◆ ISTRUZIONI ◆
Riscrivi per intero le righe comprese tra quella contenente "Now, your task: detect every sheer" e quella contenente "(317, 407), (548, 1111)", entrambe incluse. Sposta di 33 ogni coordinata delle risposte e lascia invariato tutto il resto.

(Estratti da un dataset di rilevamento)
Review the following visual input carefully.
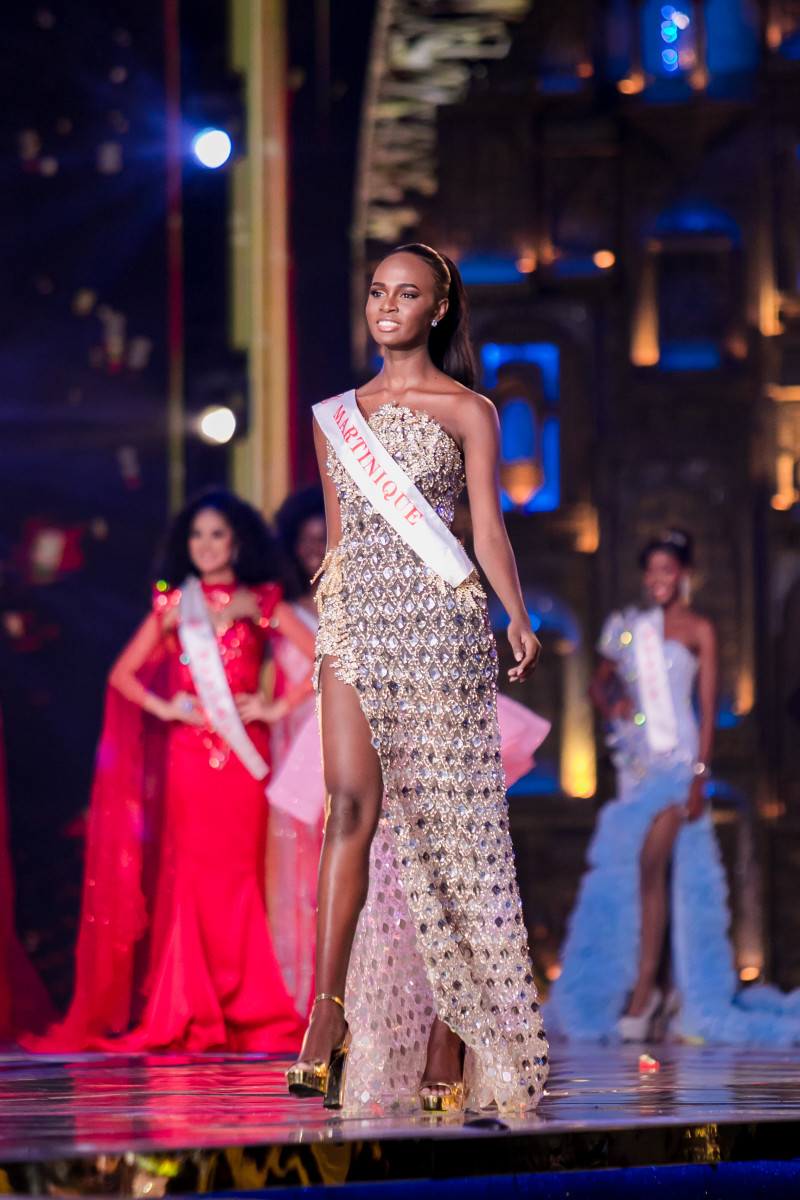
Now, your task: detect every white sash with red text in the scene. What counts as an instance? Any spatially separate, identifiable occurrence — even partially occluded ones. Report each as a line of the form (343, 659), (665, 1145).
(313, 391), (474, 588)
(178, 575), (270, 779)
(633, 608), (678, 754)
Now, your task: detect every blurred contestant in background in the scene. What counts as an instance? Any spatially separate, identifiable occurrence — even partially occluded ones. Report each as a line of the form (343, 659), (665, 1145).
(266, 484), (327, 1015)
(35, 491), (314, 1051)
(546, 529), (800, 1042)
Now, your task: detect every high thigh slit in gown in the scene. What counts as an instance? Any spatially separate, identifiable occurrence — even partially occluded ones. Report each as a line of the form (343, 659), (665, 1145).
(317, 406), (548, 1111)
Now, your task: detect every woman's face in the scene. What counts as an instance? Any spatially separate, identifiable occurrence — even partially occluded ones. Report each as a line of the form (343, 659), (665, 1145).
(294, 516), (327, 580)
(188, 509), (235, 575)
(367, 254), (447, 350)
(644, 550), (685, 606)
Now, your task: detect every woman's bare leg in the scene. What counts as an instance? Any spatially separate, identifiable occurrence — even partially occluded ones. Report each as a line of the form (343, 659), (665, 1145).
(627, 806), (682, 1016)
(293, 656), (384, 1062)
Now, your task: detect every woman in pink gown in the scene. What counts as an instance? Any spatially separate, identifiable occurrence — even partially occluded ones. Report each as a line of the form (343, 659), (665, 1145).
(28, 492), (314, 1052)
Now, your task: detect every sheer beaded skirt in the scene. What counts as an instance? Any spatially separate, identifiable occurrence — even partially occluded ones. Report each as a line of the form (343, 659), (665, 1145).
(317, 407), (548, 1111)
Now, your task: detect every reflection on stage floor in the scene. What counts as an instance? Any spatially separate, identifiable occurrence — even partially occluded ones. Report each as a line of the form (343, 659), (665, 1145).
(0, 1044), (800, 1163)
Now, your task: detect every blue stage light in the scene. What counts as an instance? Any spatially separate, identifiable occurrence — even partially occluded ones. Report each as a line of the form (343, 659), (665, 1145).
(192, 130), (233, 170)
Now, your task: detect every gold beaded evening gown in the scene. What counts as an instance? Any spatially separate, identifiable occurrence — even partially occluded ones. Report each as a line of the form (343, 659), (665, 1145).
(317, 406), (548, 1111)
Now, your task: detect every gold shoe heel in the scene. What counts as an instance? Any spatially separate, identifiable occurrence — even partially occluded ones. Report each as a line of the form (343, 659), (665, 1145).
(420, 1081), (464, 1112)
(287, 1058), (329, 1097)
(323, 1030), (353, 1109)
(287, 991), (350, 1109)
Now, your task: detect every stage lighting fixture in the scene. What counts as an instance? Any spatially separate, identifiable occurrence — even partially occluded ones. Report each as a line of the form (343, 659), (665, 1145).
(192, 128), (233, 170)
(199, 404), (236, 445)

◆ RISULTATO ◆
Now, your task: detect every sheer beaded skirt in the scene. What counts as an instance? Any spatially separate, identifiable occurrence — even partially occluded ones. Report each as a line of the form (343, 659), (665, 1145).
(350, 440), (581, 1144)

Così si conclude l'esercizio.